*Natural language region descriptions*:
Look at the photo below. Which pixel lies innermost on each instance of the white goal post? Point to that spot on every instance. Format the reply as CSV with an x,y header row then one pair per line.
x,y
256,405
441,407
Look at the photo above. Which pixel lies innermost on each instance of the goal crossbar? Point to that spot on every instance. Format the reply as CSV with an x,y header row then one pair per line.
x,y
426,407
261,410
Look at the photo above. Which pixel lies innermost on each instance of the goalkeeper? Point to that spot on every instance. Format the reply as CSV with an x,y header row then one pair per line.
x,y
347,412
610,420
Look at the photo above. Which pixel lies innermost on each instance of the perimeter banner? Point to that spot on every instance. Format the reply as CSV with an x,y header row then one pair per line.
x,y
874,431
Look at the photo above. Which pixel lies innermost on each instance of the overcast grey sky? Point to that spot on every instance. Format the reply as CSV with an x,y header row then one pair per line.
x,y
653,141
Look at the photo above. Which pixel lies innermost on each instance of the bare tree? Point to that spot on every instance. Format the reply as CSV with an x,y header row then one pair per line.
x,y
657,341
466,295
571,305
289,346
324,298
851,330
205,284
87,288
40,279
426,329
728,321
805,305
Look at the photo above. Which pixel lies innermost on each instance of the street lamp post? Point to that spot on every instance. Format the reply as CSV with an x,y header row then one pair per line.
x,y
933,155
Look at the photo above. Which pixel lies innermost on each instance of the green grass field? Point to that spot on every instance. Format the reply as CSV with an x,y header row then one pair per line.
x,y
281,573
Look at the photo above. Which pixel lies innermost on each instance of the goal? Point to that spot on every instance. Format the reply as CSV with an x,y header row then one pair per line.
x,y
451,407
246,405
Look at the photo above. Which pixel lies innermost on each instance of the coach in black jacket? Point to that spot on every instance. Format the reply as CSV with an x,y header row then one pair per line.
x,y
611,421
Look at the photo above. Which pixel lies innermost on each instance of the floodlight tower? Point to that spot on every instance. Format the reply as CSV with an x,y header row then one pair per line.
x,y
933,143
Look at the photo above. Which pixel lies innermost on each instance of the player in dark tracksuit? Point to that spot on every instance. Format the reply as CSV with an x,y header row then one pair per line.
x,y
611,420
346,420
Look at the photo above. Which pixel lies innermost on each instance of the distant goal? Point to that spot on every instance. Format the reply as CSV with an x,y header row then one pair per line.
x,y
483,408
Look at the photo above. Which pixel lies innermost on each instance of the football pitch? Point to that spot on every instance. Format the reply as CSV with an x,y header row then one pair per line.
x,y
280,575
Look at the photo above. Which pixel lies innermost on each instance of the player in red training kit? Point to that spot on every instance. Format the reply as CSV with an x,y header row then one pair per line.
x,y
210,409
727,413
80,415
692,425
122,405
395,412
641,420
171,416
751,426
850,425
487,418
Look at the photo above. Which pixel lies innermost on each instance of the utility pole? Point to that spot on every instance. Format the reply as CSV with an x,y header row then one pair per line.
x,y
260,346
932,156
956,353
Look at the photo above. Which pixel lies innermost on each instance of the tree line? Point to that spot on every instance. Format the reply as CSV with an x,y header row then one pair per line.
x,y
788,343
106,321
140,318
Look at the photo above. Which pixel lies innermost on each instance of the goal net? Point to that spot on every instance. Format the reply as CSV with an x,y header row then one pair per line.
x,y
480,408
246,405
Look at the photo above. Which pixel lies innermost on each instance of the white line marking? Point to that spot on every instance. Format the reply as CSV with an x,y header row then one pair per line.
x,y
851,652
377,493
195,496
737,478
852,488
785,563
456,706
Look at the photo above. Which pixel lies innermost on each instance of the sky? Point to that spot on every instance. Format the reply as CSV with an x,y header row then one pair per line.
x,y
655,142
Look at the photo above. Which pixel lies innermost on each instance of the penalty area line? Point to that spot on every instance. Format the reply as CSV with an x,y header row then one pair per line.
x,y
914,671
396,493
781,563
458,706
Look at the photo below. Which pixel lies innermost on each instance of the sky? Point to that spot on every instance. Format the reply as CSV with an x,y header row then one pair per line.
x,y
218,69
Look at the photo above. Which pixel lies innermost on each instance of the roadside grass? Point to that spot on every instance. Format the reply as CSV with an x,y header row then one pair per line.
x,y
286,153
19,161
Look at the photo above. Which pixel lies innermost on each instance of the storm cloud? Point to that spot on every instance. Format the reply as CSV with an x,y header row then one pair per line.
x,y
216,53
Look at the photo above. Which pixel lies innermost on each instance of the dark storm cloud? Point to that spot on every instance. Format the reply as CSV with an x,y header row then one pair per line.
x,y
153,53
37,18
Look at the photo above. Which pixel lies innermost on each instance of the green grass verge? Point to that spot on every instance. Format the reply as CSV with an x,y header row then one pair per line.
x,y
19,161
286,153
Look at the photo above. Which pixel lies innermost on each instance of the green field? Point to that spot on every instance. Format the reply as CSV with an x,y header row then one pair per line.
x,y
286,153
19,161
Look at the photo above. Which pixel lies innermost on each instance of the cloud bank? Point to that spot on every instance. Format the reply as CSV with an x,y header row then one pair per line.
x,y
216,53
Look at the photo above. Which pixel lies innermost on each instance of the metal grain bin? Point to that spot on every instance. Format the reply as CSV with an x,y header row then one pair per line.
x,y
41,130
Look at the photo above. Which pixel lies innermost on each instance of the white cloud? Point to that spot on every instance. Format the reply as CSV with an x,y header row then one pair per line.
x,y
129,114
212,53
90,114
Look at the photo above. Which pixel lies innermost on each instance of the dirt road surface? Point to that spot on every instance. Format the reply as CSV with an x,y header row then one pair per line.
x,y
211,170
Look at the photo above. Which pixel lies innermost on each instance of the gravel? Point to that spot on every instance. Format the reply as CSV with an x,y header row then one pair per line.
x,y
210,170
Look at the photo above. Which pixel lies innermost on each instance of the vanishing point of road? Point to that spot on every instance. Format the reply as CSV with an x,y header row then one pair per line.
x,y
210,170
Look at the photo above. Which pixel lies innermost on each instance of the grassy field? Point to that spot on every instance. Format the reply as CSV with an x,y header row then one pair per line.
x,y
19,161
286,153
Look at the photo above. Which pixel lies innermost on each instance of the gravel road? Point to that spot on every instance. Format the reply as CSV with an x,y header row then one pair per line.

*The task*: Could you reproduce every record exactly as written?

*Finished exercise*:
Look at the photo below. Which pixel lies innermost on each instance of the white goal post? Point to that spot on every instance. Format the reply as CSV with an x,y header row then one pair per line.
x,y
256,405
441,407
Look at the photo above. Which pixel lies innermost on each instance of the goal crossbar? Point to that spot on every instance. Format the reply as CSV with an x,y header row then one pair per line.
x,y
426,407
261,410
Look at the photo above. Which pixel lies innermost on each instance of the goalkeeper? Point to that spot on every instance. Format the reply as CSV with an x,y header row then one pair per line.
x,y
347,412
610,420
Look at the photo above. Which pixel lies innermost on each instance of the perimeter banner? Point to that spot on every instance. Format the reply as CSV with an x,y header row then one pair per line.
x,y
874,431
Look at the photo above. Which pixel lies innermost on each instance of the overcast grey sky? Point to that spot on every instance. Format the reply as CSV with an x,y header row then one pair per line.
x,y
653,141
Look at the photo above. Which pixel lies innermost on each instance of the bare tree? Point to that spot on every instance. Format the reply as CSV with an x,y header row then one pair per line.
x,y
657,341
466,295
571,305
289,346
324,298
851,330
205,284
87,288
40,279
426,329
728,321
805,305
Look at the photo above. Which pixel lies innermost on each instance of the street lamp post? Point to that spot on every instance. Format the reply as CSV with an x,y header row then one pair per line.
x,y
933,155
Look at the photo above. Which pixel lies innermost on each instance of the green grass field? Point to that spot on every instance. Format the reply as CSV with an x,y header row then one pair per line.
x,y
281,573
Look at the photo above. Which pixel lies innermost on each instance of the goal? Point to that spot on every instance. Format the reply as CSV with an x,y header row then one pair per line.
x,y
451,407
246,405
Look at the photo above. Which pixel lies innermost on each instance of the coach in black jacket? Point to that spot on every instance. Format the reply as CSV with an x,y header row then one pair per line.
x,y
611,421
Look at the photo above. Which pixel lies innermost on each instance of the floodlight tower? Point to that spot on every instance. Format the reply as CSV with an x,y header row then one pair per line.
x,y
933,143
Look at the photo above. Which pixel lies innermost on each instance of the player in dark tracksuit? Point to that spot on every instance. Format the reply as CSV with an x,y header row then one pair per line.
x,y
611,420
346,420
Look at the photo above. Which pixel lies innermost on each instance of the distant goal? Point to that spot on every instance. Format the reply as CSV with an x,y header row then one pair per line.
x,y
483,408
Look at the photo above. Which pixel lies innermost on each instance of the football pitch? Point to that spot on every instance. Format the reply as CSV with an x,y header row then one pair per line.
x,y
280,575
Look at the photo above. Which pixel lies innermost on each instance of the player in red training kit? Point to that spot on every instance. Format the reply as CSV with an x,y header row then one pair per line.
x,y
210,409
727,413
80,415
692,425
122,405
395,412
641,420
171,416
751,426
850,425
487,418
Look at the photo above. Which pixel lies innermost on each instance of the utility pole? Point to that spot on every instance. Format the reply as CSV with an x,y header row then one pair per line.
x,y
260,346
932,156
956,353
Look at the photo above. Which pixel lies innermost on each instance of the tree line? Point to that spot on every instance. Format the reply as CSV with an x,y header row then one pair per line.
x,y
788,343
106,321
140,318
Look at the photo above. Which pixel lies innermost on each instance of the goal net? Point to that spot on every instance. Format the reply as CSV with an x,y header row then one pair per line.
x,y
480,408
246,405
Look at the photo above. Which pixel lies innermost on each instance of the white line marking? Point to that spot on every instance. Format the reply as CSV with an x,y header row then one pair per line.
x,y
851,652
377,493
195,496
737,478
852,488
785,563
456,706
Look at the photo above. Which pixel lies innermost on each instance of the sky? Point to that spot on every instance. Format the reply as CSV with an x,y header row then one pair per line.
x,y
655,142
Look at the photo above. Which pixel lies innermost on each instance of the penalty area line? Point to that spot on every instance. Format the reply as CSV with an x,y header row then one pair per line.
x,y
914,671
396,493
781,563
458,706
Look at the photo below. Which pixel lies innermost on each instance of the sky? Point to that spot on every instance. Format the reply as CSV with an x,y header row then one pair per line.
x,y
218,69
Look at the photo above. Which pixel lies innermost on each instance of the roadside grass? Point to that spot on every instance. Format the reply as CSV with an x,y header row then one pair per line.
x,y
286,153
19,161
Look at the photo above. Which pixel lies innermost on each instance of the storm cloud? Point to that spot on every instance. Format the reply as CSV with an x,y header row then one pair per line.
x,y
216,53
Look at the photo above. Which pixel lies innermost on each instance of the dark storm cloud? Point to that spot on every instance. Format the reply as CSV with an x,y header row then one pair per line.
x,y
153,53
37,18
Look at the photo above. Which pixel lies innermost on each instance of the green grass verge? Point to that spot on every instance. Format the reply as CSV with an x,y header row then one pair per line.
x,y
19,161
286,153
Look at the photo above. Which pixel lies innermost on each instance of the green field? Point to that spot on every instance. Format the reply as CSV with an x,y header row then one pair per line.
x,y
286,153
19,161
Look at the photo above. Which pixel lies innermost on each instance of the cloud bank? Point to that spot on every instance. Format the reply as CSV with an x,y header row then one pair per line.
x,y
216,53
Look at the photo above. Which pixel lies innermost on each instance of the metal grain bin? Point to that spot on every instance. Format the reply as CSV with an x,y header row then one pair per line.
x,y
41,130
Look at the photo above. Which pixel lies innermost on each instance of the white cloud? Point to that spot on every instance. Format the reply as CSV with an x,y header row then one pair per line.
x,y
129,114
212,53
90,114
Look at the photo above. Which pixel lies innermost on each instance of the dirt road surface? Point to that spot on every instance. Format the reply as CSV with an x,y header row then one pair per line.
x,y
211,170
Look at the photo above. Which pixel lies innermost on each instance of the gravel? Point to that spot on every instance. Format the reply as CSV with an x,y header row then one pair per line.
x,y
210,170
Look at the photo above. Which pixel lies innermost on each instance of the vanishing point of road? Point to that spot on every instance. Format the reply as CSV with an x,y header row then one pair per line.
x,y
210,170
Look at the photo above. Which pixel lies innermost on each instance of the grassy field? Point to that spot on every instance. Format the reply as CSV with an x,y header row then one pair per line.
x,y
19,161
286,153
Look at the photo above. Which pixel lies innermost on each instance of the gravel road? Point to that spot on every instance. Format the reply as CSV with an x,y header row then one pair per line.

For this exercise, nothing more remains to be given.